Directions —
[1] Decide whether each statement below agrees with the FASB article. Answer yes or no for each, and quote the words from the article that decide it. (a) Richard Jones became chair of the board in 2020. (b) The board had more investor interactions in the year ended June 30 than in the previous fiscal year. (c) The board will look at which accounting topics to prioritize in 2024.
[2] Print the part of the FASB article that runs from "- The plan to" down to "of being finalized.", copied word for word.
[3] Give what follows the last sentence of the FASB article, continuing it from there.

Excerpt to read —

FASB to revisit accounting priorities
Aug 18, 2023
Some critics say the FASB’s guidance does not always yield the kind of financial transparency investors need to analyze fast-changing modern companies.
Dive Brief:
- The Financial Accounting Standards Board is gearing up to take a fresh look at the accounting topics it should prioritize for updates and new guidance in 2024, three years after it launched the first investor-focused outreach process spearheaded by Chair Richard Jones to help it do just that, the U.S. accounting standard setter stated in a report released Thursday.
- The plan to potentially restock the board’s agenda comes as initiatives that are poised to yield a wide range of new or updated accounting standards on a number of hot-button issues that impact everything from how companies should report their cryptocurrency holdings to tax disclosures — which grew out of the previous outreach process — are now in the home stretch of being finalized.
- “The FASB has made substantial progress on key issues identified during the 2021 agenda consultation project, so the time will be right for another one,” a FASB spokesperson wrote Friday in an emailed response to questions from CFO Dive.
Dive Insight:
Jones has made a big push to include investors in the standard setting process — a group that in the past the board had been criticized for ignoring — since becoming chair in 2020. Kicking the process off during the pandemic, Jones told CFO Dive last year that he was “pleasantly surprised” with how interested all stakeholders were in improving financial reporting.
In its 2023 Investor Outreach Report, the third annual report on the subject, the board stated that it has continued to make progress, gaining perspective through 435 investor interactions in the year ended June 30, although that’s down slightly from 485 investor interactions reported in the previous fiscal year.
The latest report states that FASB must proactively seek feedback from investors because they are not generally focused on the regulator’s accounting standard-setting activities.

Data —
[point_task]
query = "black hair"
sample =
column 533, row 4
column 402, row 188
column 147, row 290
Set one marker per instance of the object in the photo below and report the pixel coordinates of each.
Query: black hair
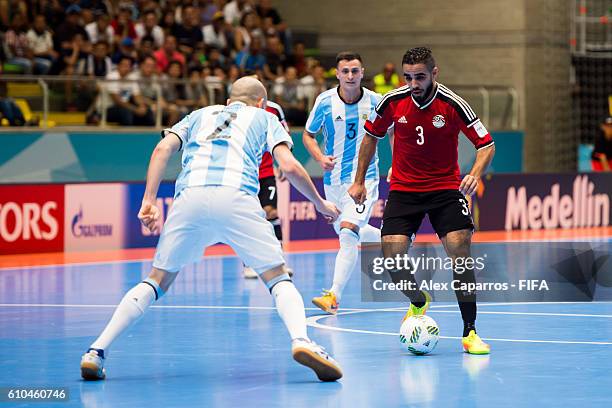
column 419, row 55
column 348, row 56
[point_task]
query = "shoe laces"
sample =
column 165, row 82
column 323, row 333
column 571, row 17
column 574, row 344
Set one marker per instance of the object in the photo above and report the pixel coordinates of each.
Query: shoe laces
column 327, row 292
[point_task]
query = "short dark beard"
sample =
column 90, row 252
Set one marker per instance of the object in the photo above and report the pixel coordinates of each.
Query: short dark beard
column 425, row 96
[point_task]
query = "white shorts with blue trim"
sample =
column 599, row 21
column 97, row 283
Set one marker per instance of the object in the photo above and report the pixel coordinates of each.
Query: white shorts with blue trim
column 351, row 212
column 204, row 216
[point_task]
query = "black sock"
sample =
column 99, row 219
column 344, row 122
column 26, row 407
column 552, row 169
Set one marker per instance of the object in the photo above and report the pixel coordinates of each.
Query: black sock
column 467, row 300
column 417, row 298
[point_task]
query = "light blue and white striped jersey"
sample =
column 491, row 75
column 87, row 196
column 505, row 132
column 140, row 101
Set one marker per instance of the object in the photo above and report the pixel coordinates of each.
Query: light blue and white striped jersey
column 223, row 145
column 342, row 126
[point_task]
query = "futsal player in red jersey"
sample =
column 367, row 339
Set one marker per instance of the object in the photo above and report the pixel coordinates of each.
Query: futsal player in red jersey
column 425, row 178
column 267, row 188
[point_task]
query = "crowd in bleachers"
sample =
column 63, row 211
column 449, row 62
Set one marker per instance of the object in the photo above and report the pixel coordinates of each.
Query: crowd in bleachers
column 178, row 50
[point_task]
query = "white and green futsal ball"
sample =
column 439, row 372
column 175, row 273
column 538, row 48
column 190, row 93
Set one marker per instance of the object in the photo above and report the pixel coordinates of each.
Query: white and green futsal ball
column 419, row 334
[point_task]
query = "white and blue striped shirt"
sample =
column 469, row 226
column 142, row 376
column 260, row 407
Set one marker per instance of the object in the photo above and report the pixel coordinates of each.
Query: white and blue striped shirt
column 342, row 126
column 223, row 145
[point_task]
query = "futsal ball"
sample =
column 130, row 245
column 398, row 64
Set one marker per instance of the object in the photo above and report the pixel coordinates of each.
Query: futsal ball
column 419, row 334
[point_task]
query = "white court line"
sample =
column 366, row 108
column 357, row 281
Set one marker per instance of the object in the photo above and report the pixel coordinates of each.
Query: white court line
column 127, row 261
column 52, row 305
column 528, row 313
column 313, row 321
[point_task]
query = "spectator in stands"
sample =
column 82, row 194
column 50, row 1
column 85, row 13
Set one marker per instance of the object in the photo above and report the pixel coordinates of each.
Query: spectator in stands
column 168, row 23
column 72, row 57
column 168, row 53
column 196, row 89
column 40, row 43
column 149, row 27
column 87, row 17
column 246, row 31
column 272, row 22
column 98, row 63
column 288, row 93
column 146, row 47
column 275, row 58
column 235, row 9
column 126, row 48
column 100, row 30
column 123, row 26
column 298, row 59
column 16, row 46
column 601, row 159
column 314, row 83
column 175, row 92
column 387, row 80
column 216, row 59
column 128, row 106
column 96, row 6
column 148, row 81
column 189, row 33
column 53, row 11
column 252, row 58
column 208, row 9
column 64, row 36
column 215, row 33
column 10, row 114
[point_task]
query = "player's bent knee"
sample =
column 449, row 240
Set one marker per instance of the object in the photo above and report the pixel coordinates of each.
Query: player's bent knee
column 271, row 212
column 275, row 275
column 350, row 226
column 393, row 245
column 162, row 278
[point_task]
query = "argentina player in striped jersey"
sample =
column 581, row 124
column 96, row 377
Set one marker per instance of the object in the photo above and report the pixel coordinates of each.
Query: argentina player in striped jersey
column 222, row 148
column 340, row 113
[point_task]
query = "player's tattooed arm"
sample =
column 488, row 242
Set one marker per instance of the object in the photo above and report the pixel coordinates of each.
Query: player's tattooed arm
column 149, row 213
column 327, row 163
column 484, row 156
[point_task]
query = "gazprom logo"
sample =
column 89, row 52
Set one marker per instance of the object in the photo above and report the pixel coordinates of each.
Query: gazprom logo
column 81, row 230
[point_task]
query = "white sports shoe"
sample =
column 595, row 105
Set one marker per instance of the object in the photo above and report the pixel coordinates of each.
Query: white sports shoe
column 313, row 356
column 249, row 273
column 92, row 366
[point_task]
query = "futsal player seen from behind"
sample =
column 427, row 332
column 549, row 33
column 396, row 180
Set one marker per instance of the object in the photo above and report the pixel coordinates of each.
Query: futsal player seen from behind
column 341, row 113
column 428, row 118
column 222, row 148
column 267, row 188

--

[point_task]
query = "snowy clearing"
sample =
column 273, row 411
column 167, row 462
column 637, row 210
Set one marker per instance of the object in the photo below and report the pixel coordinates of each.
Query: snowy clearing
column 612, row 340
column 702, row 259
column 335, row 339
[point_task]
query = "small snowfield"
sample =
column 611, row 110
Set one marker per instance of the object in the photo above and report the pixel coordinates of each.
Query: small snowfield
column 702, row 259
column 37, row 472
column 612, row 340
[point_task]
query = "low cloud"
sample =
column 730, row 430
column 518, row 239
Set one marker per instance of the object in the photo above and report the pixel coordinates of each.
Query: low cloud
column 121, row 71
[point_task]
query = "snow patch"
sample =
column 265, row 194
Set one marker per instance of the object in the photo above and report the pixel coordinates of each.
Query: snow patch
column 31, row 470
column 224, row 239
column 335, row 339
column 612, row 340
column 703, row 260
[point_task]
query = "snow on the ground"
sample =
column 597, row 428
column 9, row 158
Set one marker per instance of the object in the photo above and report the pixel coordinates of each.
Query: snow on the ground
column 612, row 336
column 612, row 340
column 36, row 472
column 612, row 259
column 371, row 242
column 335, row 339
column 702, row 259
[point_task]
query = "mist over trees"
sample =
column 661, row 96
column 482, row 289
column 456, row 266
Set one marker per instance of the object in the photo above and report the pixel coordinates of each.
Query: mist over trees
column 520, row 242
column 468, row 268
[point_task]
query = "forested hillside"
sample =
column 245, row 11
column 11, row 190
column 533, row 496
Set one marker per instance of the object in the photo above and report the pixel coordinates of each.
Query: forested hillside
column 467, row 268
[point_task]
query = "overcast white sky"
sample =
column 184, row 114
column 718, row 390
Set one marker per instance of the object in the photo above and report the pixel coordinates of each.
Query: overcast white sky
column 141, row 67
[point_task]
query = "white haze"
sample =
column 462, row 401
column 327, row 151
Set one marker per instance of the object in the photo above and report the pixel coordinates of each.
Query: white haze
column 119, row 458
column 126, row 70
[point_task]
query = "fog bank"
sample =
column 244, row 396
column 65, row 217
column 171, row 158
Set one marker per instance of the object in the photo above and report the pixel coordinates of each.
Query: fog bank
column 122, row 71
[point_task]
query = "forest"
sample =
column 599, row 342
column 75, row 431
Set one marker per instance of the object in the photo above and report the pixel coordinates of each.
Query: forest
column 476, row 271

...

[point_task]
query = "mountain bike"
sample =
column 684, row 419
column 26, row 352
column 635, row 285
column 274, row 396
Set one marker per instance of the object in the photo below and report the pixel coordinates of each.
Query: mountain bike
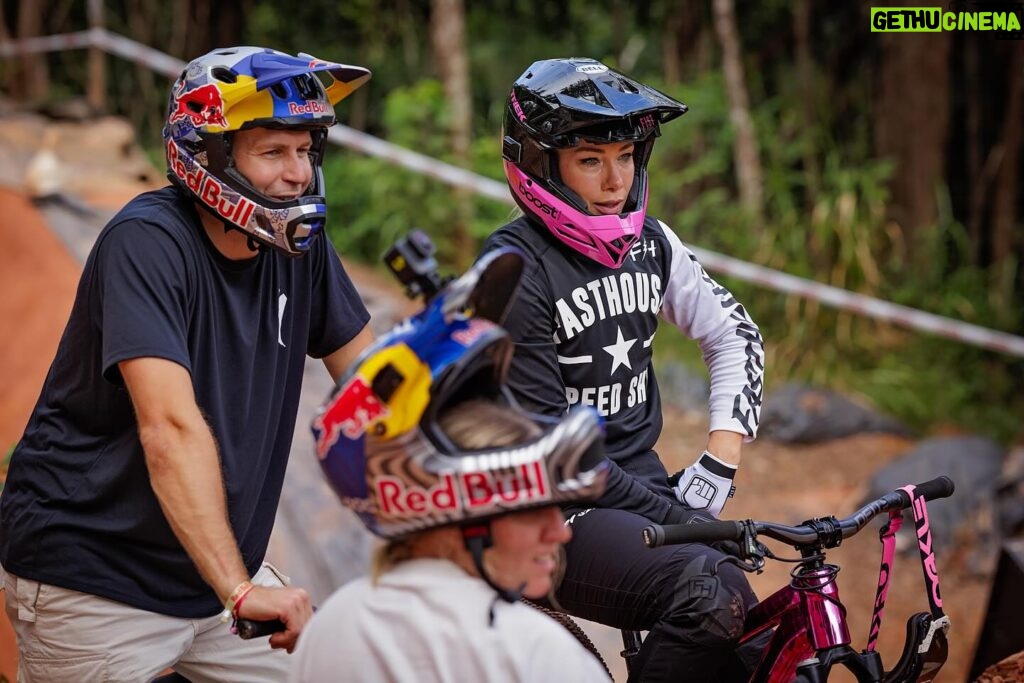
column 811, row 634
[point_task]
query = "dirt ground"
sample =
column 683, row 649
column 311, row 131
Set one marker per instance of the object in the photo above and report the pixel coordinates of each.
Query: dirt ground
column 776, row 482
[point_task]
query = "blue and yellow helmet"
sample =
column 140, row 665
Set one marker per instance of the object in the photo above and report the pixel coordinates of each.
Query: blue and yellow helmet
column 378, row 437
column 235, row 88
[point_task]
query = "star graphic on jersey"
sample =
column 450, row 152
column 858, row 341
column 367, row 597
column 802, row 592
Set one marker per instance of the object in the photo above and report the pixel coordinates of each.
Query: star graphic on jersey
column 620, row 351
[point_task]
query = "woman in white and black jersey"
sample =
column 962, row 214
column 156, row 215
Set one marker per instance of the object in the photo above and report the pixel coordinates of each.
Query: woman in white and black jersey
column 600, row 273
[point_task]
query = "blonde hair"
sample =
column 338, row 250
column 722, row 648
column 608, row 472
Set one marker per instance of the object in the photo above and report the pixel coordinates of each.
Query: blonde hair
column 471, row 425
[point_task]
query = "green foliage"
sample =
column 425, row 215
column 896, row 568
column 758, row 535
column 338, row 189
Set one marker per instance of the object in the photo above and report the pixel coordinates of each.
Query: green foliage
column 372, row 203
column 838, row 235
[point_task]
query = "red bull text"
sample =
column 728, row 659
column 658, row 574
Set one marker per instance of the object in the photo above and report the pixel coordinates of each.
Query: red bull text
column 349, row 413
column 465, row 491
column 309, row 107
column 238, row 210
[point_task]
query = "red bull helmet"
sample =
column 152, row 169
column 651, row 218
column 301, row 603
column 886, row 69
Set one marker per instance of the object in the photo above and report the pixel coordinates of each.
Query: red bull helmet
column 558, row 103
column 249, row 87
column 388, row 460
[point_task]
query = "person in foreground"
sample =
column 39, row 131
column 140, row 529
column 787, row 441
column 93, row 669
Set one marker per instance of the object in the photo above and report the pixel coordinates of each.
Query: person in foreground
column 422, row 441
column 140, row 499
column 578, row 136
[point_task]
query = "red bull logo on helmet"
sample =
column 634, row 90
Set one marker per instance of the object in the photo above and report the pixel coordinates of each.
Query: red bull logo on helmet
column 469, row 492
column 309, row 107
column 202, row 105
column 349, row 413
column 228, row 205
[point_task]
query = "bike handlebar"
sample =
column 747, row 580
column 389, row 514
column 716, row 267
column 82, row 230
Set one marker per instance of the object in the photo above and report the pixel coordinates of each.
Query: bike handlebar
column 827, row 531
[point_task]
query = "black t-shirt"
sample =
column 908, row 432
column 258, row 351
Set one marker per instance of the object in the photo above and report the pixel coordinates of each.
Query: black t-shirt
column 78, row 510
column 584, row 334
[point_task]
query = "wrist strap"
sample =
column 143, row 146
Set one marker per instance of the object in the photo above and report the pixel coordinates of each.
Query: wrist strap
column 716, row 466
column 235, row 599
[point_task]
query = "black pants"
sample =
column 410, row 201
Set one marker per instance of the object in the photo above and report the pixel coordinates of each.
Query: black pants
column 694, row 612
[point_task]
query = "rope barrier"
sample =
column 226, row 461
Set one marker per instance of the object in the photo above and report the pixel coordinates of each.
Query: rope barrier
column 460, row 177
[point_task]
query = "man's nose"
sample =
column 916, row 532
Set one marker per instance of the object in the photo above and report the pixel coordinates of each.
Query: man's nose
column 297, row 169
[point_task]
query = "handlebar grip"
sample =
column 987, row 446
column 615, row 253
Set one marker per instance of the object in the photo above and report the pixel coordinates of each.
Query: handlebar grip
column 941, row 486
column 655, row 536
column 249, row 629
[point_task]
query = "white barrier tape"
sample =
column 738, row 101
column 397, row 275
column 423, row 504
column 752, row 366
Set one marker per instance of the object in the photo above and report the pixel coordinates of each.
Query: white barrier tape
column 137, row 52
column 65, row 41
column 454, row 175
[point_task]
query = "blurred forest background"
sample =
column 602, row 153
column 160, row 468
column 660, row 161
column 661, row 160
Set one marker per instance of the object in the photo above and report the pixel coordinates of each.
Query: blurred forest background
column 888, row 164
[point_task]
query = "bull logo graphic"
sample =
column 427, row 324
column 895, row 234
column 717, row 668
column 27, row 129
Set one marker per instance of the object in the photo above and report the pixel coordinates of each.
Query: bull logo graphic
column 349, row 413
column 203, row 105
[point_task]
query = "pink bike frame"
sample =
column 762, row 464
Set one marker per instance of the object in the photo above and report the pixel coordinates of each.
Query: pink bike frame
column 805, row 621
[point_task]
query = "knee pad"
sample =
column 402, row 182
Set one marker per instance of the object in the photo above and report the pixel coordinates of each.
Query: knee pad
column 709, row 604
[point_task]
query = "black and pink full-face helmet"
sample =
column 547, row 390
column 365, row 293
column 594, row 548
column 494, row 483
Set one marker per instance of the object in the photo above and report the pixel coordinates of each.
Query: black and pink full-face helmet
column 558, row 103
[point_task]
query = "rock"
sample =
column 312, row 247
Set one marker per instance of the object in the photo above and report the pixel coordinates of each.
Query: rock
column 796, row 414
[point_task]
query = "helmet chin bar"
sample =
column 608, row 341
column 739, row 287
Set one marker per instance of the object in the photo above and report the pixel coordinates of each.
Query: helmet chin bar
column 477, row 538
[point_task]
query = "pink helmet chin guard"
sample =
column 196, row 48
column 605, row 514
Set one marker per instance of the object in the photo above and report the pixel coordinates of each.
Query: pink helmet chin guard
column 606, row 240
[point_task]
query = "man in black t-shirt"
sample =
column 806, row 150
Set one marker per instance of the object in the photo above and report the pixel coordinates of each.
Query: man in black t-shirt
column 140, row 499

Responses to the tasks —
[1]
(a) Yes: "since becoming chair in 2020"
(b) No: "435 investor interactions in the year ended June 30, although that’s down slightly from 485 investor interactions reported in the previous fiscal year"
(c) Yes: "the accounting topics it should prioritize for updates and new guidance in 2024"

[2]
- The plan to potentially restock the board’s agenda comes as initiatives that are poised to yield a wide range of new or updated accounting standards on a number of hot-button issues that impact everything from how companies should report their cryptocurrency holdings to tax disclosures — which grew out of the previous outreach process — are now in the home stretch of being finalized.

[3]
For example, the accounting regulator only received 5% of the feedback from formal comment letters, 29% through the Investor Advisory Committee set up in 2007, and 66% through interviews and other outreach such as through the board’s staff.
But the report stated that it has made progress on some of the initiatives that investors have asked for in order to make financial reports more transparent and useful. These areas include new disclosures related to the use of supplier finance programs that appeared in many filings companies made in the first quarter with the Securities and Exchange Commission, and proposed standards now in the works that will require more detailed disclosures of a company’s tax standards and provide new accounting standards that would guide companies to use the fair value accounting for crypto holdings.
A draft report from the SEC last year criticized the FASB, now in its 50th year, with falling short with providing the new or updated guidance needed by investors to analyze companies in today’s fast-changing markets, CFO Dive previously reported.
The report stated that there “is a significant backlog of high-priority accounting topics that need to be addressed (e.g. intangibles and key performance indicators). The nature of public companies has changed dramatically over recent decades, and the FASB has yet to promulgate standards to account for these changes,” the Sept. 14 draft posted on the SEC website states.”